_SOURCE DOCUMENT_.
I first learned about Robert Ashley through Peter Greenaway, thanks to his Four American Composers series. I rented all four videos because I was interested in John Cage and Philip Glass. I didn’t know who Meredith Monk was, or Robert Ashley.
As it turns out, the episode on Ashley interested me the most. I didn’t understand the opera being discussed, Perfect Lives, but I knew I had to hear and watch the whole thing. I took to the internet and discovered that I could order it directly from Lovely Music, on VHS. I did so. It cost me $100—but I had to hear it.
Few people I knew at the time had ever heard of Robert Ashley. When I moved to Illinois and met Mark Tardi and Jeremy M. Davies, we bonded in part over our shared love for Perfect Lives, “an opera for television” made in the late 1970s and early 1980s. It’s still not widely known. It’s still never been broadcast in its entirety in the US. But I’m not alone alone in regarding it one of the greatest operas and long poems in the English language. (John Cage wrote of it: “What about the Bible? And the Koran? It doesn’t matter. We have Perfect Lives.”)

Rows from a pointing dataset:
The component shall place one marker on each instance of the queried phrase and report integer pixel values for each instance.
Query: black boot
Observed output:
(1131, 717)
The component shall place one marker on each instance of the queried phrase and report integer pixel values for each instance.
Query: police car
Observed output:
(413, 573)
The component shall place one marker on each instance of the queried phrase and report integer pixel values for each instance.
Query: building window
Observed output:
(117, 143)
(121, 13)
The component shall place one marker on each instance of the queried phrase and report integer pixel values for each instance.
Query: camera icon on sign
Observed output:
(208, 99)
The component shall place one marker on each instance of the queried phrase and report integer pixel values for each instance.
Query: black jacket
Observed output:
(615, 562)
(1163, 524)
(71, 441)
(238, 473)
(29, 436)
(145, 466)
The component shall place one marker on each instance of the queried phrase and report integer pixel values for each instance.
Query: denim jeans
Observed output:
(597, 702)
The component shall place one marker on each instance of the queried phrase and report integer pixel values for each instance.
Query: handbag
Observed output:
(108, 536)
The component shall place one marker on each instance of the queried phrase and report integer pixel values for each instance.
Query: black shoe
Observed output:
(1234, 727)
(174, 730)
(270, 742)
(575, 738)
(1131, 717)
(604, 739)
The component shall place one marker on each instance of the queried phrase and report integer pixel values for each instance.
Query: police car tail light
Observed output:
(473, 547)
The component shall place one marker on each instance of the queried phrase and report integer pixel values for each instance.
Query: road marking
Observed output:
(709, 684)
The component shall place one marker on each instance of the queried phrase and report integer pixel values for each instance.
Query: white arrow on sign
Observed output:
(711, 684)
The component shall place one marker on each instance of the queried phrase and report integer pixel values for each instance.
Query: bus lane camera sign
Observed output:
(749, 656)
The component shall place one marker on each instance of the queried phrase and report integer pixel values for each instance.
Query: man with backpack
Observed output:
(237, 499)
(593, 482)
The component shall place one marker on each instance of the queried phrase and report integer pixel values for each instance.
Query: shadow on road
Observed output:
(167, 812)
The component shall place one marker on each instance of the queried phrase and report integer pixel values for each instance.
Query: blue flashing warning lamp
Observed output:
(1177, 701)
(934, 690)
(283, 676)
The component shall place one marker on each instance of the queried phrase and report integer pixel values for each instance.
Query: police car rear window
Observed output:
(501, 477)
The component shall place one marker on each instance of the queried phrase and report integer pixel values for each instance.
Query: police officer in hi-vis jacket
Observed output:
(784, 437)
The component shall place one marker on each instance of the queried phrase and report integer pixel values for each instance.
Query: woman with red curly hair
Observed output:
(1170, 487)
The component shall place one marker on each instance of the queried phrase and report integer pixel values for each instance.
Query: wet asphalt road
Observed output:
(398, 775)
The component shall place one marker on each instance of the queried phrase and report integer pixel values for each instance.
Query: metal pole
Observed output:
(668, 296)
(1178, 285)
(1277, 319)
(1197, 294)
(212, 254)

_EXERCISE REQUIREMENTS_.
Write out the stretch of the passage on Robert Ashley from "I first learned" through "or Robert Ashley.", copying it word for word. The entries bear no relation to the passage on Robert Ashley.

_THE ANSWER_.
I first learned about Robert Ashley through Peter Greenaway, thanks to his Four American Composers series. I rented all four videos because I was interested in John Cage and Philip Glass. I didn’t know who Meredith Monk was, or Robert Ashley.